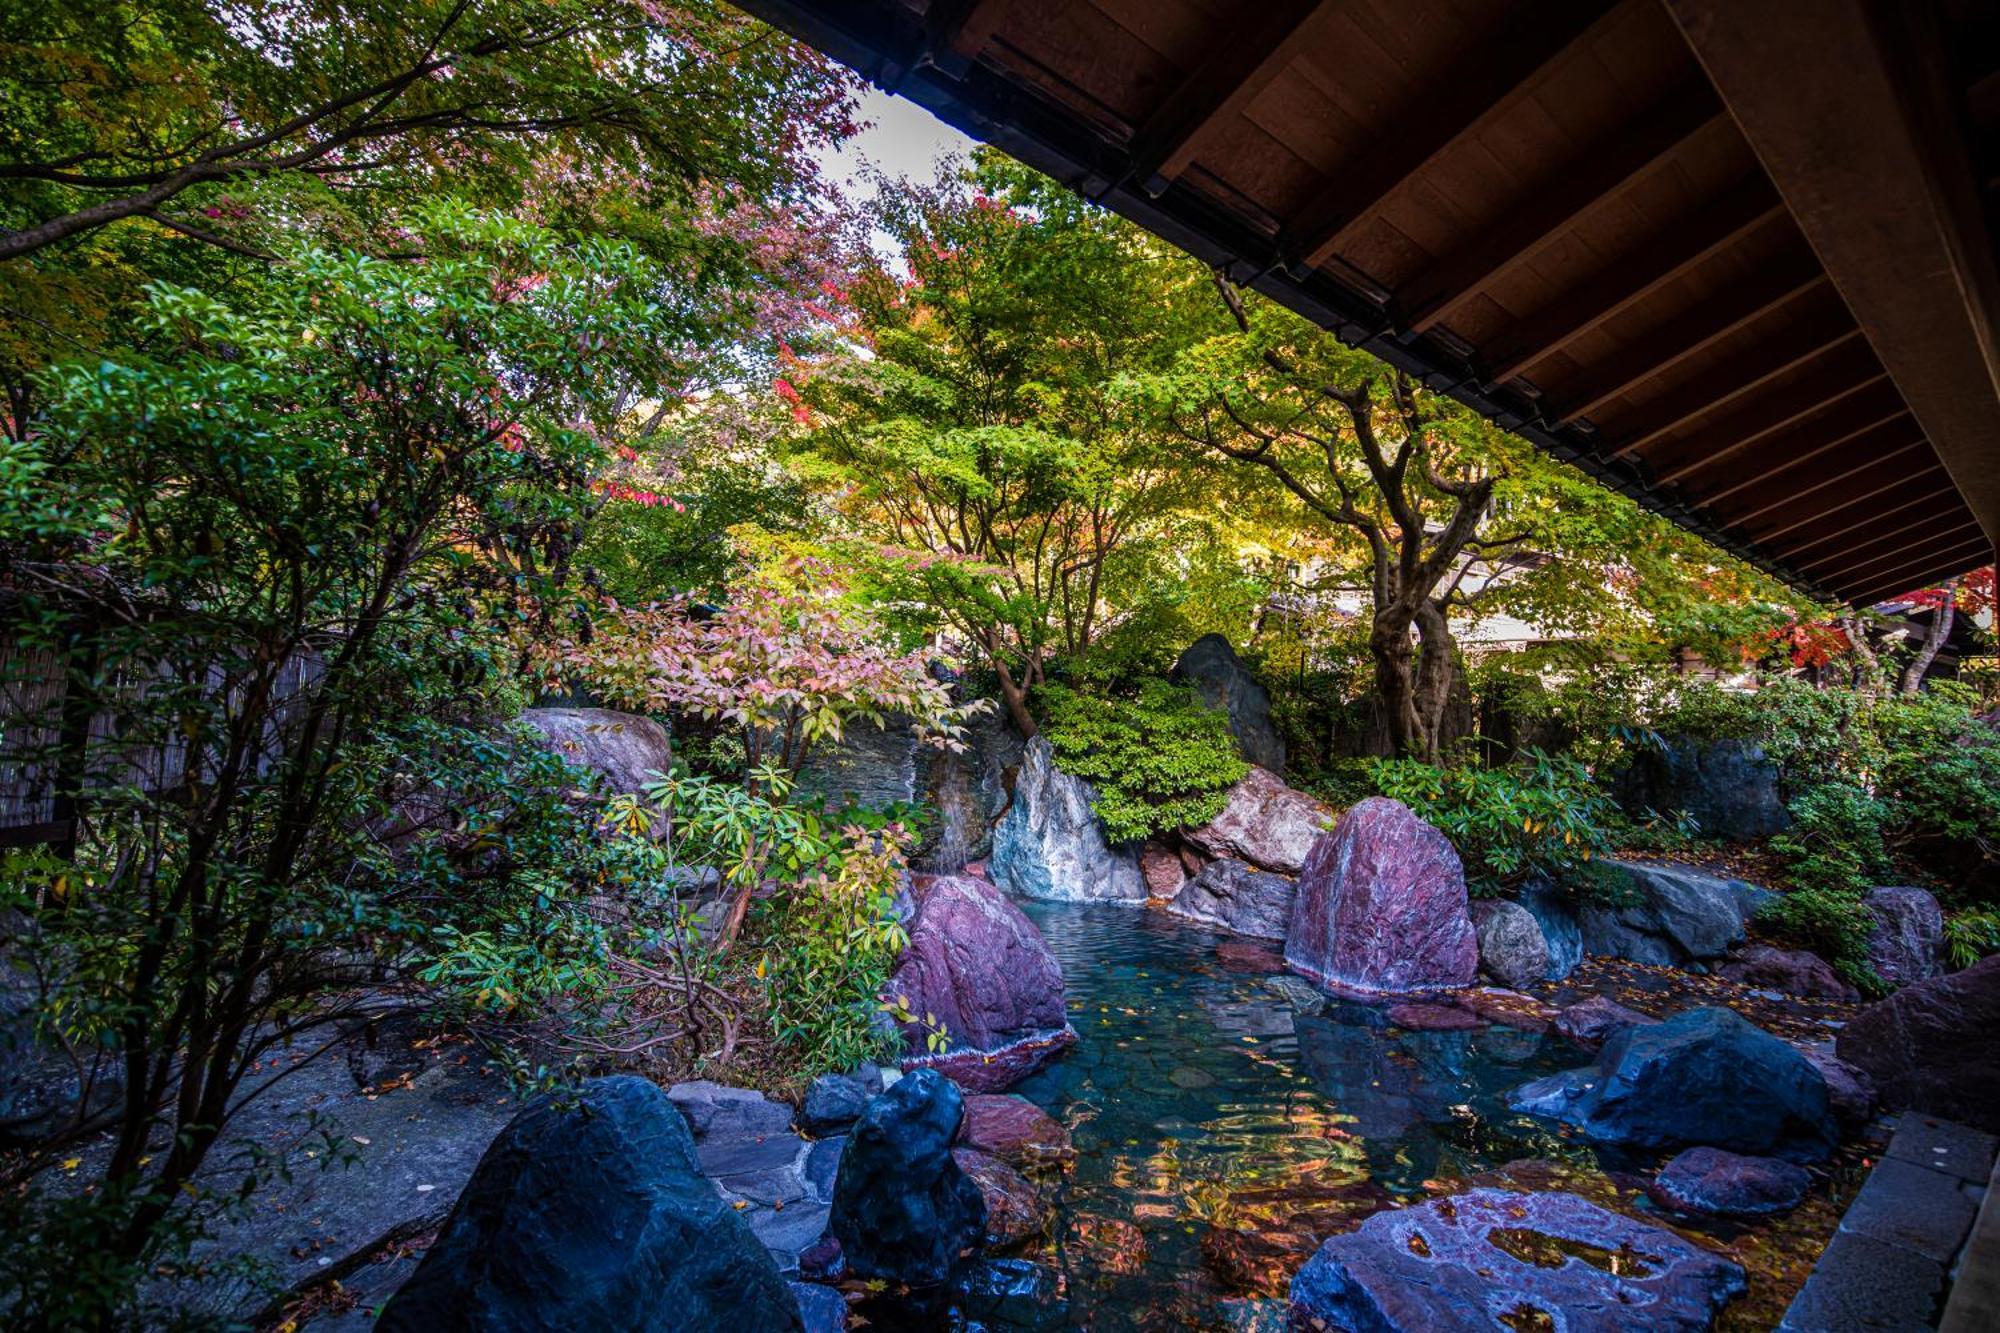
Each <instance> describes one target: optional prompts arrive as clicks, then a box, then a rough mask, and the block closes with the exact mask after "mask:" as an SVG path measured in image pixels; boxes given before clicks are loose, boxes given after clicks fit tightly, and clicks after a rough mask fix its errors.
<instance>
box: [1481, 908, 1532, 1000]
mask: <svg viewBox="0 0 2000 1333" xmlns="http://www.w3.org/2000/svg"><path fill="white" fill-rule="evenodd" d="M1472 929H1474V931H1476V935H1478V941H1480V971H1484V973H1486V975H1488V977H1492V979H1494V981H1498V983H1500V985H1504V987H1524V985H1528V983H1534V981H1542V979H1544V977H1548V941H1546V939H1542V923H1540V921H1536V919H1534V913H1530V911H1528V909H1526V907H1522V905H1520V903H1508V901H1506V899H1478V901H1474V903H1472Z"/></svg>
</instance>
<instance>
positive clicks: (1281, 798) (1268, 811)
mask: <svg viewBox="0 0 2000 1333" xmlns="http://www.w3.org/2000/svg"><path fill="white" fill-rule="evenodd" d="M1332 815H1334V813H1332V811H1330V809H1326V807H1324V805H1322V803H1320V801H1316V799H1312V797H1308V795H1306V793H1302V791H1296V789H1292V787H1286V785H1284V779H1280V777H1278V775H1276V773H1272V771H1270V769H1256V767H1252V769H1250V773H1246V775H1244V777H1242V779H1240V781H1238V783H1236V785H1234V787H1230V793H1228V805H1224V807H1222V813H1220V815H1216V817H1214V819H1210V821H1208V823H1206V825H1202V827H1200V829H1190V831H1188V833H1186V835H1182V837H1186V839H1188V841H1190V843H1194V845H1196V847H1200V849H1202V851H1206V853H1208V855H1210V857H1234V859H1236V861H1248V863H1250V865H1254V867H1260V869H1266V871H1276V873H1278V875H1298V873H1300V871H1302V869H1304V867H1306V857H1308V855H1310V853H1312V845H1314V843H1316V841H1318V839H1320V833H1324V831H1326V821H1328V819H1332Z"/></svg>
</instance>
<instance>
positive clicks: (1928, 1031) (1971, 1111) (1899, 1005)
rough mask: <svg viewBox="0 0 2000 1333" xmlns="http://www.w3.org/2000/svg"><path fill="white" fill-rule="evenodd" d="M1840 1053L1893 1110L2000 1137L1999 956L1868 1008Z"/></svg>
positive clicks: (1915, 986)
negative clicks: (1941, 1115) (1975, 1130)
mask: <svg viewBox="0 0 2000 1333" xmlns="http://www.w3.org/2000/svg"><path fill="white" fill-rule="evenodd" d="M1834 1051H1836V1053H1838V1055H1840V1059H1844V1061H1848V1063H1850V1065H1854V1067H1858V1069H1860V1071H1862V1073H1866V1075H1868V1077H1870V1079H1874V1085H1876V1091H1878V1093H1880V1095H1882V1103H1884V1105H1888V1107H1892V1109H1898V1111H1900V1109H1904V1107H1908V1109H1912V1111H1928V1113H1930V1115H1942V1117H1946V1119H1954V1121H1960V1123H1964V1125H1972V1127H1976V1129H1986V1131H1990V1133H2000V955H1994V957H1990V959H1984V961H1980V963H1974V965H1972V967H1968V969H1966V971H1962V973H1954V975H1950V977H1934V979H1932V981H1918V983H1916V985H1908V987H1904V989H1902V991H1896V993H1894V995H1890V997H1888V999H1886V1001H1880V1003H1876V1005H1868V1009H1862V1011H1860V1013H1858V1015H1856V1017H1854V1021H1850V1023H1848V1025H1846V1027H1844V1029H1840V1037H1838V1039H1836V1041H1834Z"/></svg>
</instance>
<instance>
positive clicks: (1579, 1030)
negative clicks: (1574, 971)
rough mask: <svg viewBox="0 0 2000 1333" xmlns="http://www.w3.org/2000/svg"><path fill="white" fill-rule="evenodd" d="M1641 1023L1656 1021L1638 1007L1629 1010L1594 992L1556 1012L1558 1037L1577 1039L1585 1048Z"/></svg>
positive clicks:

Goal of the exercise:
Copy out each line carrying the string "rough" from the data.

Response area:
Each <instance> describes one target: optional prompts arrive as clicks, then a box, then a rough mask, and the block closes with the exact mask after "mask:" as an SVG path measured in image pixels; boxes given before clicks are loose, boxes given after clicks fit tightly, and clicks after a rough mask fix its errors.
rough mask: <svg viewBox="0 0 2000 1333" xmlns="http://www.w3.org/2000/svg"><path fill="white" fill-rule="evenodd" d="M1840 1053L1893 1110L2000 1137L1999 956L1868 1008Z"/></svg>
rough mask: <svg viewBox="0 0 2000 1333" xmlns="http://www.w3.org/2000/svg"><path fill="white" fill-rule="evenodd" d="M1641 1023L1656 1021L1638 1007L1629 1010L1594 992L1556 1012L1558 1037L1577 1039L1585 1048Z"/></svg>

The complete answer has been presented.